# Teks Kutipan
* * * * *

Mimpi Scholastika Membangun Lembaga Pendidikan Seni

Mimpinya sejak kecil menjadi penari bukan tanpa rintangan. Di tengah himpitan ekonomi, ia jaga mimpi itu terus berkobar. Mimpi itu hampir terwujud hingga pandemi Covid-19 berimbas pada usahanya. Namun ia optimis, dua tahun ke depan  Loka Art yang dibangunnya bisa melaju kencang.

Scholastika! Boleh jadi sosok srikandi millennial yang  tak lekang menggapai mimpi. Baginya menggapai mimpi bukan perkara pasrah terhadap garis nasib. Ia konsisten merajut mimpinya menjadi seniman tari. Padahal sisi buram kehidupan orang tuanya – sang ayah sebagai seniman – tak mampu menjadi penggerak ekonomi  bagi keluarga kecil ini hidup dalam himpitan ekonomi.

Di sebuah desa kecil Ngalen,  Gunung Kidul, Jawa Tengah menjadi saksi betapa dorongan belajar tari tak mampu dipendam hanya lantaran kemiskinan.  Bagi Scholastika tari merupakan vision yang terbangun sejak kecil.  “Waktu kecil saya ingin sekali kursus nari. Waktu itu iurannya sekitar Rp500,-. Saya tak punya uang, sementara ibu tak mau kasih. Akhirnya  saya berjualan kue ke sekolah-sekolah. Mengambil kue buatan orang lalu saya dapat komisi,” ujar Scholastika kepada pelakubisnis.com, minggu kedua April lalu.

* * * * *

# Data Tersimpan
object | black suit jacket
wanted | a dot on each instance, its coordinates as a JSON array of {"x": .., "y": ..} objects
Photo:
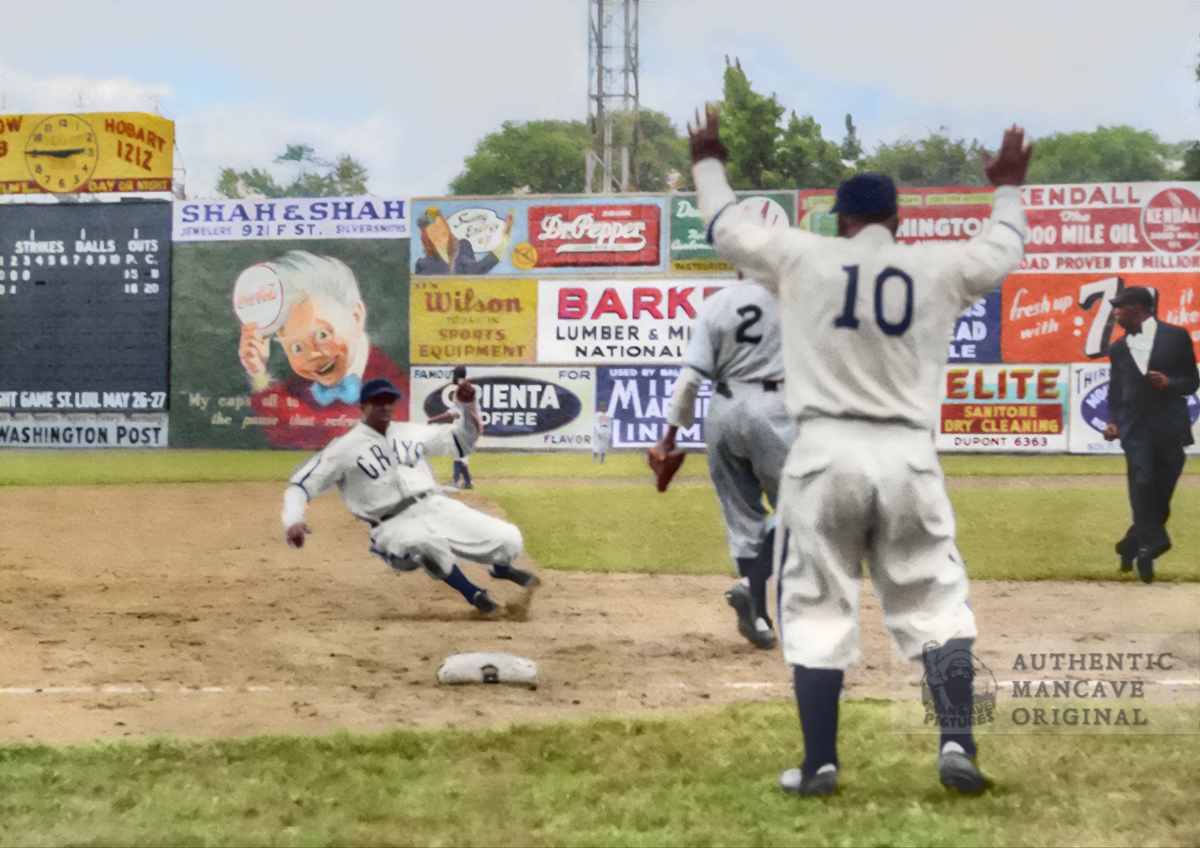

* * * * *

# Perintah Kerja 1
Ketik ulang bagian artikel tentang Scholastika dari "Mimpinya sejak kecil" sampai "dalam himpitan ekonomi.".
# Perintah Kerja 2
Jawab pertanyaan berikut berdasarkan artikel tentang Scholastika.
(a) Apa nama lembaga yang dibangun Scholastika?
(b) Apa pekerjaan ayah Scholastika?
(c) Berapa iuran kursus nari yang disebut Scholastika waktu ia kecil?
Materi di atas tidak ada hubungannya dengan artikel tentang Scholastika.

# Jawaban Tertulis 1
Mimpinya sejak kecil menjadi penari bukan tanpa rintangan. Di tengah himpitan ekonomi, ia jaga mimpi itu terus berkobar. Mimpi itu hampir terwujud hingga pandemi Covid-19 berimbas pada usahanya. Namun ia optimis, dua tahun ke depan  Loka Art yang dibangunnya bisa melaju kencang.

Scholastika! Boleh jadi sosok srikandi millennial yang  tak lekang menggapai mimpi. Baginya menggapai mimpi bukan perkara pasrah terhadap garis nasib. Ia konsisten merajut mimpinya menjadi seniman tari. Padahal sisi buram kehidupan orang tuanya – sang ayah sebagai seniman – tak mampu menjadi penggerak ekonomi  bagi keluarga kecil ini hidup dalam himpitan ekonomi.

# Jawaban Tertulis 2
(a) Loka Art
(b) Seniman
(c) Sekitar Rp500